### STORED ROWS
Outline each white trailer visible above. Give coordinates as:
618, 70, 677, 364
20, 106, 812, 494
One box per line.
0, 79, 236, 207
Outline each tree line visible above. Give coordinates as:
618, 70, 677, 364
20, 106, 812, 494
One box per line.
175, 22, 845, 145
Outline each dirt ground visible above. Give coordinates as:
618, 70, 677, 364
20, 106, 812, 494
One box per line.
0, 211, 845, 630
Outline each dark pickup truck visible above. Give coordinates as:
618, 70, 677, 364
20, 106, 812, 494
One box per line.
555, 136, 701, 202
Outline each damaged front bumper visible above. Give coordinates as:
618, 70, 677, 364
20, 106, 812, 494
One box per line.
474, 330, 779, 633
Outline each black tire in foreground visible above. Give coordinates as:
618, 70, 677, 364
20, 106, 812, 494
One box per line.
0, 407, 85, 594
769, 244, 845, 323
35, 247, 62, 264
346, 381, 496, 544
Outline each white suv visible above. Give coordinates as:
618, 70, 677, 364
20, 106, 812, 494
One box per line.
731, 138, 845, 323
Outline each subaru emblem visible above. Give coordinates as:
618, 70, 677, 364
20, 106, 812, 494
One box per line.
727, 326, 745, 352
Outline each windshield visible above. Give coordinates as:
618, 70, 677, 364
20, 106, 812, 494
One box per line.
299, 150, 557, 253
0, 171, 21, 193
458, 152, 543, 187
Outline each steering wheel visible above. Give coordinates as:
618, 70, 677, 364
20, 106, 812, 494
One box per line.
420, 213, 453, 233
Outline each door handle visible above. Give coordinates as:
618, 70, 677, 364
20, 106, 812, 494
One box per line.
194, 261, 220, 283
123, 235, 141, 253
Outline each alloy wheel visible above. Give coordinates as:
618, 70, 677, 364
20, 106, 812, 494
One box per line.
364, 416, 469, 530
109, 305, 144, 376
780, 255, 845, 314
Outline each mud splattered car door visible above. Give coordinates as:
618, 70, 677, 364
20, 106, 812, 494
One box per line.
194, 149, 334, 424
######
Copy out every line above word for word, keeping the original order.

■ RESPONSE
Outline each white trailer visible above. Give coordinates as:
618, 70, 677, 364
20, 106, 812, 494
One box per line.
0, 79, 236, 207
Outline each tree line visible above. Give coordinates as:
618, 70, 677, 364
20, 106, 812, 494
One box per line.
175, 22, 845, 145
Outline each dirt ground visible above. Give coordinates as:
618, 70, 677, 364
20, 106, 812, 494
One box per line.
0, 211, 845, 630
Outline each dark pickup truck visible above. Give coordinates as:
618, 70, 677, 364
20, 106, 812, 494
One box per line.
555, 136, 701, 202
Outline each damaged front bumper visible above. Give coordinates as:
618, 70, 677, 364
20, 106, 812, 494
One box per line.
474, 330, 779, 633
Outline each black tire in foreground visible above. Give coordinates as:
618, 70, 677, 364
20, 106, 812, 494
One box per line.
0, 407, 85, 594
769, 244, 845, 323
35, 247, 62, 264
346, 381, 496, 544
Outline each white suv visible above. Give coordinates as:
618, 70, 677, 364
20, 106, 812, 494
One box per line.
731, 138, 845, 323
Outline each subaru emblem visible above. Give coordinates as:
618, 70, 677, 364
20, 106, 812, 494
One box per line.
727, 326, 745, 352
Outline each windshield visible above. Give coordinates as:
618, 70, 677, 364
20, 106, 812, 494
One box per line.
299, 150, 557, 253
0, 171, 21, 193
458, 152, 543, 187
Outline each steering wheel visible above. Give coordinates as:
618, 70, 677, 364
20, 106, 812, 494
One box per line.
420, 213, 453, 233
Outline each door handle visible above. Give coordinates as:
618, 70, 677, 364
20, 106, 812, 494
One box per line.
194, 261, 220, 283
123, 235, 141, 253
Outline each alloy wheel visible above. Give coordinates as:
618, 70, 677, 364
20, 106, 812, 494
One box per line.
364, 416, 469, 530
109, 305, 144, 376
780, 255, 845, 314
Outline each mud splattered car door visible above. Give coordinates as:
618, 70, 677, 364
20, 106, 812, 494
One box per line.
194, 149, 334, 424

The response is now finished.